How to complete this task:
Please answer these from the passage about economists below, one answer per line:
1. For which newspaper does Paul Krugman write a column?
2. What is the name of the blogger who responds to Krugman's view on growth?
3. Which car model does that blogger picture commuters driving a hundred and sixty miles a day?

Then there are the economists. You can find an economist to support any crackpot notion you might have, and I put my two cents on Paul Krugman, who writes a column for the New York Times and teaches economics at MIT. I find his reasoning easy to accept, perhaps because his conclusions tend to support my own prejudices. For example, he subscribes to the Keynesian belief that money invested by the government in lean times can yield dividends and restore prosperity.
And according to Krugman (photo at left), America’s Gross Domestic Product is growing once more. It’s not really noticeable yet, but he can feel it or something. But here’s what a curmudgeonly blogger named James Howard Kunstler has to say about that:
Do you mean that the Atlanta home builders are going to open up a new suburban frontier down in Twiggs County so that commuters can enjoy driving Chrysler Crossfires a hundred and sixty miles a day to new jobs as flash traders in the Peachtree Plaza? Do you mean that the Home Equity Fairy is going to wade into the sea of foreclosure and save twenty million mortgage holders currently sojourning in the fathomless depths with the angler fish? Do you mean that all the bales of deliquescing, toxic “assets” hidden in the vaults of Citibank, JP Morgan, Bank of America, et al, (not to mention on the books of every pension fund in the USA, and not a few elsewhere) will magically turn into Little Debbie Snack Cakes on Labor Day weekend? Do you mean that American Express and Master Card are about to declare a Jubilee on accounts in default everywhere? Do you mean that General Motors will produce a car that a.) anyone really wants to buy and b.) that the company can sell at a profit? Are you saying we get a do-over, going back to, say, 1981? Did we win some cosmic lottery that hasn’t been announced yet? What’s growing in this country besides unemployment, bankruptcy, repossession, liquidation, gun ownership, and suicidal despair?

Provided records:
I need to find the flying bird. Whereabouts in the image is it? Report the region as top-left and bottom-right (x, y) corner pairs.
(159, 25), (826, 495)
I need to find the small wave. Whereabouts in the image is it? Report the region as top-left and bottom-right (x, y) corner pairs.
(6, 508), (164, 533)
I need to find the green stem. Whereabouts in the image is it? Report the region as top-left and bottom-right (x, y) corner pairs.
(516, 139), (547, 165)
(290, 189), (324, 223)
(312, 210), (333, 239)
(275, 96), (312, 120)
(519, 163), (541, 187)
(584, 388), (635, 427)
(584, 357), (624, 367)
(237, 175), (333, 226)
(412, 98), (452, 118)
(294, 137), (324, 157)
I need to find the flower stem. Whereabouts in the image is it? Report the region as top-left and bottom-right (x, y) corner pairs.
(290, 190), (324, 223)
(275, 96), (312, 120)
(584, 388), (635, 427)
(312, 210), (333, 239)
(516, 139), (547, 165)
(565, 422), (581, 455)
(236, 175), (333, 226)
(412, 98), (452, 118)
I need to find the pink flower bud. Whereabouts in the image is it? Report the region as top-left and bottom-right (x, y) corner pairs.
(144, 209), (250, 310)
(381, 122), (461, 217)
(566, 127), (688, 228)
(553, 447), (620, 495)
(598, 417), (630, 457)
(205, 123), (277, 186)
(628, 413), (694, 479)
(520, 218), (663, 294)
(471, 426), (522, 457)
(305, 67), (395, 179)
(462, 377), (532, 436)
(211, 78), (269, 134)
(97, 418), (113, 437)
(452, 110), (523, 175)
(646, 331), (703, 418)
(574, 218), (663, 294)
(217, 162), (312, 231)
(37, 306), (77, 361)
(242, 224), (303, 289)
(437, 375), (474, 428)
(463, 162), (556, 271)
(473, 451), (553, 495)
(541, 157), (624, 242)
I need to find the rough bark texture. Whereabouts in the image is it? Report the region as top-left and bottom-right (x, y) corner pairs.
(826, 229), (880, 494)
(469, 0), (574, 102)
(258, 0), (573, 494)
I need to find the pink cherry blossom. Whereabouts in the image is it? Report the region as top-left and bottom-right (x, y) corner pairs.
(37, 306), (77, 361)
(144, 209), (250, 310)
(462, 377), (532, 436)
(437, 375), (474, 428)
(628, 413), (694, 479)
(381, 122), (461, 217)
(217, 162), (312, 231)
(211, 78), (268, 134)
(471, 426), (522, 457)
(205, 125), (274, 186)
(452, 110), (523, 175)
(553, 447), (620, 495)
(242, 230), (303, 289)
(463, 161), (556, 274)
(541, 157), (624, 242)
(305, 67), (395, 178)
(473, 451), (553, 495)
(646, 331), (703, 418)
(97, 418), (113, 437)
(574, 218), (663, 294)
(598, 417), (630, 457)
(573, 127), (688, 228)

Task solution:
1. The New York Times
2. James Howard Kunstler
3. Chrysler Crossfires